• _INSTRUCTIONS FOR THE TASK_: Your task is to copy the material exactly.

Object pointing dataset rows

◇ ◇ ◇ ◇ ◇ ◇ ◇

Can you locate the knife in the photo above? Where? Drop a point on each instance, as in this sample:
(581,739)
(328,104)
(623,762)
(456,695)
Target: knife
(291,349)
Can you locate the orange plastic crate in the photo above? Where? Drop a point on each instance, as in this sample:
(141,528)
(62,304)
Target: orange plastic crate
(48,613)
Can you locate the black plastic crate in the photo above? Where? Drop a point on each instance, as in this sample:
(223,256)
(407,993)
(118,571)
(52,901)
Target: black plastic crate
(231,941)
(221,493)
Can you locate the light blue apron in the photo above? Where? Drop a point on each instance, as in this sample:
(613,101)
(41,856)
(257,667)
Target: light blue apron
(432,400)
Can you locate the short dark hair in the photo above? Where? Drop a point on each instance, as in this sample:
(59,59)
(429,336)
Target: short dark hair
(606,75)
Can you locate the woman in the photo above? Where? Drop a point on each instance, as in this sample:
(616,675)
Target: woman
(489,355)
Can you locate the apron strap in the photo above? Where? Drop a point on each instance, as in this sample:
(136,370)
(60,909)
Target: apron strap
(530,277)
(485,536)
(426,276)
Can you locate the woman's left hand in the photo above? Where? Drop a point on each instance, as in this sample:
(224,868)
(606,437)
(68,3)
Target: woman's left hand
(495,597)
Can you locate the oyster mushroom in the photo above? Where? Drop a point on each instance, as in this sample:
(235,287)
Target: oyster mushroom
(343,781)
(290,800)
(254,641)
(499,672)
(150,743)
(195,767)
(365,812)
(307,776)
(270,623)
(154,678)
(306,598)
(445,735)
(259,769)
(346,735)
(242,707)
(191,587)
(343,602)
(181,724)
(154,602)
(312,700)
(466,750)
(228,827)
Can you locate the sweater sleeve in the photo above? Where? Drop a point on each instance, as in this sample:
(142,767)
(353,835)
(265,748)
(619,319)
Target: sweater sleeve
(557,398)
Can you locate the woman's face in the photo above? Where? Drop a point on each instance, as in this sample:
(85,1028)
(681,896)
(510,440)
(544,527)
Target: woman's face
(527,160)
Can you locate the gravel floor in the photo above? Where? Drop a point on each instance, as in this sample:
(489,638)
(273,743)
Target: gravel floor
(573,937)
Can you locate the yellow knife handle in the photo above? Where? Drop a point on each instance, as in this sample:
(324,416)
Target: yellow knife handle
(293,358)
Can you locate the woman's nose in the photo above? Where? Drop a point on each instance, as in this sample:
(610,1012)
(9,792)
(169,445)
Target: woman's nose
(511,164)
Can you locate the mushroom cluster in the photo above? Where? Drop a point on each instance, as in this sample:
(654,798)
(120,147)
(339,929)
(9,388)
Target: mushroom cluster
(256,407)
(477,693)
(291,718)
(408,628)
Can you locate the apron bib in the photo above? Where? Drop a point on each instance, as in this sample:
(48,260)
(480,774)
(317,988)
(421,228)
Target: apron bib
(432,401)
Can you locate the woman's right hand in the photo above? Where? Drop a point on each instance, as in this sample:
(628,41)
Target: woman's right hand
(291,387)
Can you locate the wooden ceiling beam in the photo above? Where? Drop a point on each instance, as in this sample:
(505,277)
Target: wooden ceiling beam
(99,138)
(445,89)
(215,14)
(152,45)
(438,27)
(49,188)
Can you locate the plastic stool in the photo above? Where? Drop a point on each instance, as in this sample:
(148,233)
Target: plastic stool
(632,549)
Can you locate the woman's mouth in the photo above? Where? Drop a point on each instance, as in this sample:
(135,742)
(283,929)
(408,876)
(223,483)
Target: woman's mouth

◇ ◇ ◇ ◇ ◇ ◇ ◇

• _EXERCISE RESPONSE_:
Can you locate the knife in the photo above? Where? Drop a point on each instance, as in this sample:
(581,739)
(328,104)
(623,762)
(456,695)
Target: knife
(291,349)
Can you locate the orange plastic crate in the photo above? Where? Drop a point on each instance, as in this sample:
(141,528)
(62,304)
Target: orange plastic crate
(48,613)
Can you locate the black plastic crate in the photo above? Where? Drop a point on each instance, as in this sample:
(223,256)
(407,993)
(118,571)
(52,901)
Target: black plastic crate
(231,941)
(221,493)
Can you locate the light blue apron in the photo above? Where? Drop a point on each instance, as in this sample:
(613,101)
(41,856)
(257,667)
Target: light blue apron
(432,400)
Can you locate the short dark hair in the photo above? Where? Drop a point on each instance, as in this sample:
(59,59)
(429,336)
Target: short dark hair
(606,75)
Can you locate the woman in the photo above? Where? Drop a point on each instance, as in this sample:
(616,675)
Target: woman
(489,355)
Can you locate the apron strap in the photo above? Where? Drop a point on each instance, as in this sample:
(136,370)
(60,909)
Target: apron strap
(530,277)
(485,536)
(426,276)
Can you locate the woman's left hand in the photo above? Where? Drop a point on each instance, as in this sample:
(224,868)
(606,437)
(68,3)
Target: woman's left hand
(495,597)
Can you locate the oyster mushroom in the photo above? Where? Drop a point on each instance, as in this sample:
(235,287)
Target: oyster mushroom
(343,781)
(290,800)
(254,641)
(499,672)
(150,743)
(195,767)
(365,812)
(307,776)
(270,623)
(154,678)
(306,598)
(445,735)
(259,769)
(346,735)
(242,707)
(191,587)
(343,602)
(181,724)
(154,602)
(312,700)
(466,750)
(228,827)
Can you locate the sweater sleeve in the photo above? Where? Drop a point on each instance, as in this sample:
(142,767)
(353,835)
(265,748)
(619,319)
Target: sweater sleeve
(557,398)
Can you locate the woman's face in the photo above? Where? Drop a point on each instance, as in this sample:
(85,1028)
(681,896)
(510,440)
(544,527)
Target: woman's face
(527,160)
Can you locate the gravel floor in the photo above? Where? Drop a point on each instance, as in this sample:
(489,638)
(273,743)
Target: gravel floor
(573,937)
Can you locate the yellow knife handle in the photo above? Where? Drop a point on each instance, as in this sample:
(324,416)
Target: yellow knife handle
(293,358)
Can you locate the woman's nose in the photo above? Where? Drop a point on each instance, as in this sample:
(610,1012)
(9,792)
(169,445)
Target: woman's nose
(511,164)
Can you locate the mushroom cluster in the photo above? Where? Drop a point on each instance, as in this sample:
(654,798)
(120,147)
(339,929)
(9,388)
Target: mushroom cluster
(256,407)
(477,693)
(291,718)
(408,628)
Can you locate the apron bib in the photo above? Where? Drop a point on each instance, as in this sample:
(48,260)
(480,774)
(317,988)
(421,228)
Target: apron bib
(432,401)
Can you locate the woman's right hand in the photo above? Where? Drop a point on each instance, as in this sample:
(628,41)
Target: woman's right hand
(291,387)
Can you locate the wooden ceiling beam in the photo above? Where? Drop a point on each instance, as in this sample:
(505,277)
Target: wooden ceiling beam
(99,138)
(445,89)
(215,14)
(152,45)
(438,27)
(49,188)
Can you locate the plastic stool in the photo above? Where? Drop a point on each instance, as in this sample:
(148,233)
Target: plastic stool
(632,549)
Can you locate the woman's mouth in the photo above? Where? Drop a point on each instance, as in this sample:
(135,742)
(283,929)
(408,876)
(223,483)
Target: woman's mouth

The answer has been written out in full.